_EXERCISE AIM_. Reproduce each of the following records verbatim, keeping every line as it stands.

_RECORD SET_.
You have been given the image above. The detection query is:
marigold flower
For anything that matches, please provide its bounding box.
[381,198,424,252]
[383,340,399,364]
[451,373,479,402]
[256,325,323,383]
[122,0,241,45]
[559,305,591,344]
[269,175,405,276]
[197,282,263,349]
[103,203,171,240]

_ANSWER TO THIS EXERCISE_.
You have been given the image above. The detection query is:
marigold flower
For anything that matches, please provide its bounding box.
[381,198,424,252]
[383,340,399,364]
[451,373,479,402]
[256,325,323,383]
[122,0,241,45]
[559,305,591,344]
[269,175,405,276]
[197,282,263,349]
[103,203,171,240]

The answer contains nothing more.